Exercise directions -
Would you please restate all of the entries exactly, apart from the pictures?

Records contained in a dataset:
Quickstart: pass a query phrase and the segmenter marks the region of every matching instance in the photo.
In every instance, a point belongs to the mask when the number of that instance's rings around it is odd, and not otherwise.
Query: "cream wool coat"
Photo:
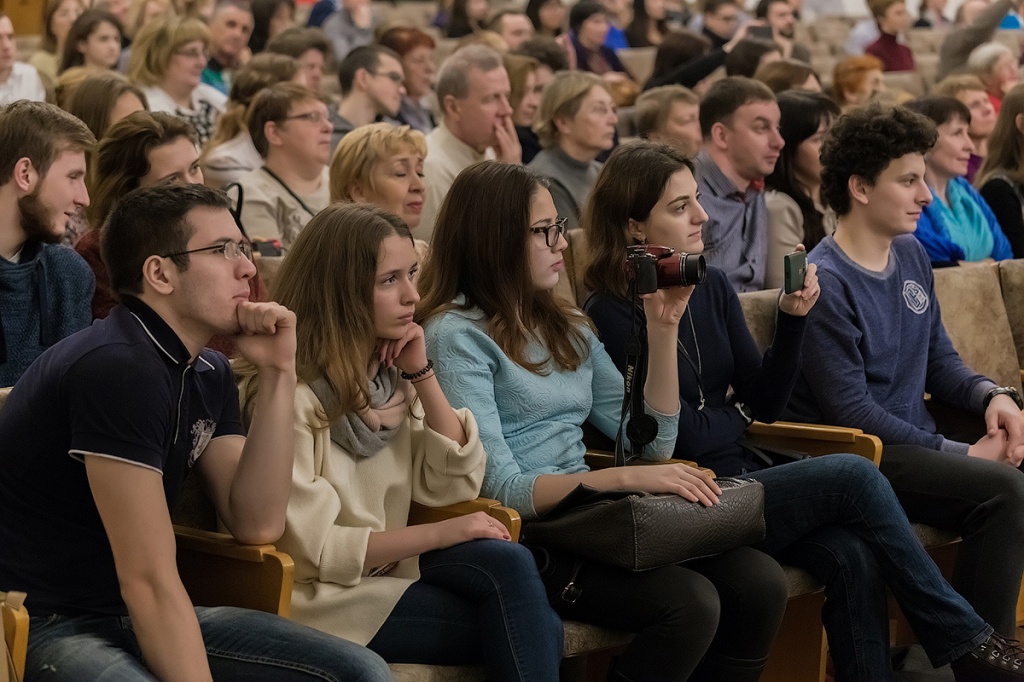
[[[484,448],[469,410],[456,411],[467,437],[460,448],[426,426],[415,401],[384,449],[358,457],[331,441],[317,412],[322,412],[320,401],[300,383],[287,523],[276,543],[295,561],[291,617],[365,645],[419,579],[416,557],[400,561],[385,576],[369,577],[376,568],[364,561],[371,531],[407,526],[410,501],[437,507],[476,498]]]

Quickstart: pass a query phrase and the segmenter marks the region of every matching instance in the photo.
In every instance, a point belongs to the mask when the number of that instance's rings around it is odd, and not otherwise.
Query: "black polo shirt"
[[[210,440],[243,433],[227,359],[190,363],[142,301],[52,346],[0,410],[0,590],[27,592],[33,616],[126,614],[84,456],[160,472],[153,504],[171,507]]]

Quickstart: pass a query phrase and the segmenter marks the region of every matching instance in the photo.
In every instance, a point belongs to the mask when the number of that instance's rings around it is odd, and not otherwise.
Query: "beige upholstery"
[[[740,295],[740,308],[747,322],[747,329],[754,337],[758,349],[763,353],[775,336],[775,320],[779,310],[779,289],[752,291]]]
[[[917,71],[889,71],[882,75],[882,79],[890,90],[902,90],[914,97],[925,93],[924,78]]]
[[[615,54],[633,80],[643,85],[654,73],[654,55],[657,51],[656,47],[623,47],[616,50]]]
[[[1024,367],[1024,260],[1004,260],[999,264],[999,286],[1017,350],[1017,366]]]
[[[1000,386],[1021,387],[1020,363],[994,265],[935,271],[942,321],[964,362]]]

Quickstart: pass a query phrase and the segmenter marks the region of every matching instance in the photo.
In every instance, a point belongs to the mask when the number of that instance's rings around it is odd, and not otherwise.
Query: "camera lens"
[[[699,253],[684,253],[683,262],[680,267],[683,273],[683,286],[691,284],[703,284],[708,278],[707,261]]]
[[[658,260],[659,289],[700,284],[707,275],[707,262],[699,253],[674,253]]]

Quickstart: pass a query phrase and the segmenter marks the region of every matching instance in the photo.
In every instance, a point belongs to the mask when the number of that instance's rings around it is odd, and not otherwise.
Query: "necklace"
[[[694,327],[693,325],[693,314],[690,312],[689,308],[686,309],[686,315],[690,318],[690,333],[693,334],[693,348],[697,352],[696,364],[693,362],[693,358],[690,357],[690,354],[686,351],[686,347],[683,346],[683,340],[676,339],[676,343],[679,346],[679,352],[683,354],[683,357],[686,358],[686,361],[690,363],[690,368],[693,370],[694,374],[697,375],[697,395],[700,397],[700,404],[697,405],[697,411],[699,412],[700,410],[704,409],[705,405],[704,385],[701,381],[701,372],[703,371],[704,367],[700,359],[700,344],[697,343],[697,328]]]

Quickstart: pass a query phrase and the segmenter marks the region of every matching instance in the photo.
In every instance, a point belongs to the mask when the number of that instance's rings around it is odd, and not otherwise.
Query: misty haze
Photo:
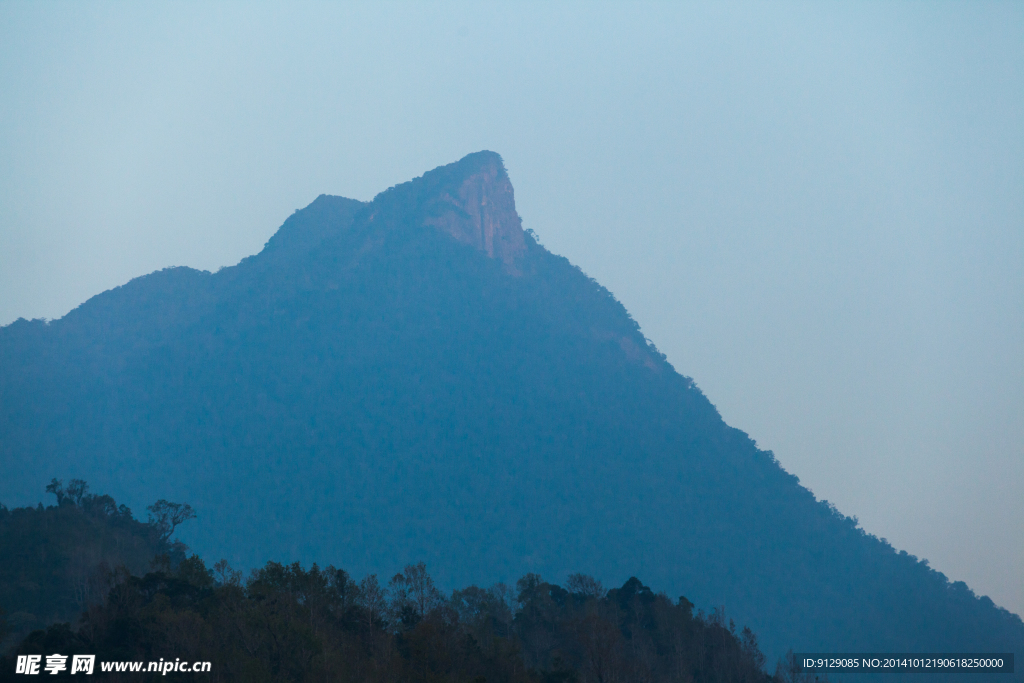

Answer for this exercise -
Quickstart: pass a query phrase and the segmenter marks the region of every matching instance in the photo.
In every instance, a point belongs to the mask when the number of that instance's rings around it is odd, and not otherwise.
Query: "cream wool coat"
Photo:
[[[484,448],[469,410],[456,411],[467,437],[460,448],[426,426],[415,401],[384,449],[358,457],[331,441],[317,412],[322,412],[320,401],[300,383],[287,523],[276,543],[295,561],[291,617],[365,645],[419,579],[416,557],[400,561],[385,576],[369,577],[376,568],[364,561],[371,531],[407,526],[410,501],[437,507],[476,498]]]

Quickstart: pass a query phrase and the segmenter marks the region of every matching instance in the photo.
In every instance, a point belongs to the mask when the number of that instance's rings around it is odd, and not otherwise.
Query: "black polo shirt"
[[[210,440],[243,433],[227,359],[190,363],[142,301],[52,346],[0,410],[0,590],[27,592],[33,616],[126,614],[84,456],[160,472],[153,504],[171,507]]]

Quickstart: pass a query phrase and the segmenter marks the region of every matching instance in the photo.
In every instance, a point belongs to the mask when the number of that instance's rings around it is odd, and not otherwise.
Query: "beige upholstery"
[[[740,295],[740,308],[747,322],[747,329],[754,337],[758,349],[763,353],[775,336],[775,320],[779,310],[779,289],[752,291]]]
[[[917,71],[889,71],[882,75],[882,79],[890,90],[902,90],[914,97],[925,93],[924,78]]]
[[[615,54],[633,80],[643,85],[654,73],[654,55],[657,51],[656,47],[623,47],[616,50]]]
[[[1024,367],[1024,260],[1004,260],[999,264],[999,286],[1017,350],[1017,366]]]
[[[1000,386],[1021,387],[1020,363],[994,265],[935,271],[942,321],[964,362]]]

Quickstart: pass a query phrase and the segmenter marks the region of every matching instance in the photo.
In every instance, a point belongs to the mask when the number of that instance's rings around it is odd, and not otherwise.
Query: "camera lens"
[[[699,253],[684,253],[683,262],[680,267],[683,273],[683,286],[691,284],[703,284],[708,278],[707,261]]]
[[[658,260],[659,289],[700,284],[707,275],[707,262],[699,253],[674,253]]]

Quickstart: pass a query phrase and the segmenter marks the region of every matching instance in the photo.
In every instance, a point belongs to the mask when the number of that instance's rings around it is odd, and not otherwise.
Query: "necklace"
[[[694,327],[693,325],[693,314],[690,312],[689,308],[686,309],[686,315],[690,318],[690,333],[693,334],[693,348],[697,352],[696,364],[693,362],[693,358],[690,357],[690,354],[686,351],[686,347],[683,346],[683,340],[676,339],[676,343],[679,346],[679,352],[683,354],[683,357],[686,358],[686,361],[690,363],[690,368],[693,370],[694,374],[697,375],[697,395],[700,397],[700,404],[697,405],[697,411],[699,412],[700,410],[704,409],[705,405],[704,385],[701,381],[701,372],[703,371],[704,367],[700,359],[700,344],[697,343],[697,328]]]

Quickstart: pass a query phrase and the segmenter marks the region of every matching instance in the photo.
In every instance, a point belongs to the mask when the number of that instance's rings around it is odd, and not otherwise.
Query: misty haze
Photo:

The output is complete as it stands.